Exercise input:
-- Begin --

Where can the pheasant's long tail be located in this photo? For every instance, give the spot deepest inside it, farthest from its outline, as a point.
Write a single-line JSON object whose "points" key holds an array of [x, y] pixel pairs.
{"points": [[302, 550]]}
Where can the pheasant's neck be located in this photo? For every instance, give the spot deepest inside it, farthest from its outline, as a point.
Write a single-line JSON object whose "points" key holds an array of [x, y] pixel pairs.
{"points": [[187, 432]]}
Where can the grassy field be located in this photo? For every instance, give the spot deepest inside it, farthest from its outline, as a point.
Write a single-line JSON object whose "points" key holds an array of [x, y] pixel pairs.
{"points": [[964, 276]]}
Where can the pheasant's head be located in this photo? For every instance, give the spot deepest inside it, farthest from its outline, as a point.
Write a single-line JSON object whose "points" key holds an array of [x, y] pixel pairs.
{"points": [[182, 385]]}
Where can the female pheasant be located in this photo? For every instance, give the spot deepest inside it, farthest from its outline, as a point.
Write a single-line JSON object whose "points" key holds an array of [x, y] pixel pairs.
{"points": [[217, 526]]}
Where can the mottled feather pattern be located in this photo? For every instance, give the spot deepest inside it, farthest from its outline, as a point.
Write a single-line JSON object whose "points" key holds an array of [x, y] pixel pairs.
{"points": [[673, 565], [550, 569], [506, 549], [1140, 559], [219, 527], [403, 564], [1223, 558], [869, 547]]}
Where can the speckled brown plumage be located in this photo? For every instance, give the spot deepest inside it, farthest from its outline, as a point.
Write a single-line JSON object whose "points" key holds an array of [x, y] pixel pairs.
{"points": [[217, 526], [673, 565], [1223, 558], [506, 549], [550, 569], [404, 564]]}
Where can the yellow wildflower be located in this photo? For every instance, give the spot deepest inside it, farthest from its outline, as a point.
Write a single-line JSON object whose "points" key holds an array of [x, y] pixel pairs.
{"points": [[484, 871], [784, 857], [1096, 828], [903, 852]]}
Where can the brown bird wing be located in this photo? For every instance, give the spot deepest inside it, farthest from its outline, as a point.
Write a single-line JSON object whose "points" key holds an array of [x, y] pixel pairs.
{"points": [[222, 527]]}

-- End --

The exercise:
Could you copy out all of the rows above word for word?

Exercise answer:
Where can the pheasant's long tail be located in this photo? For every instance, give the spot deepest inside it, farthest from its outline, as a point.
Write a single-line JSON object whose "points" key holds an array of [x, y] pixel pairs.
{"points": [[302, 550]]}
Where can the pheasant's neck be located in this photo? For every instance, give the spot deepest inside it, farthest from its outline, as a point.
Write a single-line JSON object whose "points" key holds an array of [x, y] pixel pairs.
{"points": [[187, 432]]}
Where can the grassy field be located in this photo? For every instance, give the spot deepest inside it, farthest from its outline, as a point.
Write a single-line JSON object whose "points" key holds an array of [x, y] pixel pairs.
{"points": [[964, 276]]}
Where can the pheasant's head be located in this photo? For every instance, give the spot deepest inside it, farthest from its outline, as a point.
Write a single-line JSON object whose "points" key holds an array of [x, y] pixel pairs.
{"points": [[182, 385]]}
Where can the female pheasant be located in this photo? For every instance, give the spot deepest inside it, farthest from its outline, as a point.
Write a single-line JSON object whose "points" key holds an array of [x, y] pixel pairs.
{"points": [[217, 526]]}
Where can the mottled feather pattern be located in this photo? For every instance, give the spot deepest inside it, farthest from its outline, as a point.
Write a single-line JSON object whose "points" key holds an array of [x, y] pixel pairs.
{"points": [[673, 565], [550, 569], [506, 549], [1140, 559], [219, 527], [403, 564], [1223, 558], [869, 547]]}
Where can the speckled brown plumage be located in this photo? For every instance, give the spot deepest inside it, farthest from its outline, as a point.
Write a single-line JSON object whose "points" key holds an array of [x, y] pixel pairs.
{"points": [[217, 526], [673, 565], [1223, 558], [506, 549], [550, 569], [404, 564]]}
Where can the yellow wildflower be located in this photo? For every instance, give the spot deepest inside it, farthest from its outline, as a point.
Write a single-line JSON object whose "points" key holds an array of [x, y] pixel pairs.
{"points": [[484, 871], [784, 857], [1096, 828], [903, 852]]}
Where can the brown bird wing be located in this photo? For every instance, give the spot deepest inside it, farthest from its outline, as a point.
Write a single-line JSON object whose "points" key holds an array of [x, y] pixel pairs.
{"points": [[222, 527]]}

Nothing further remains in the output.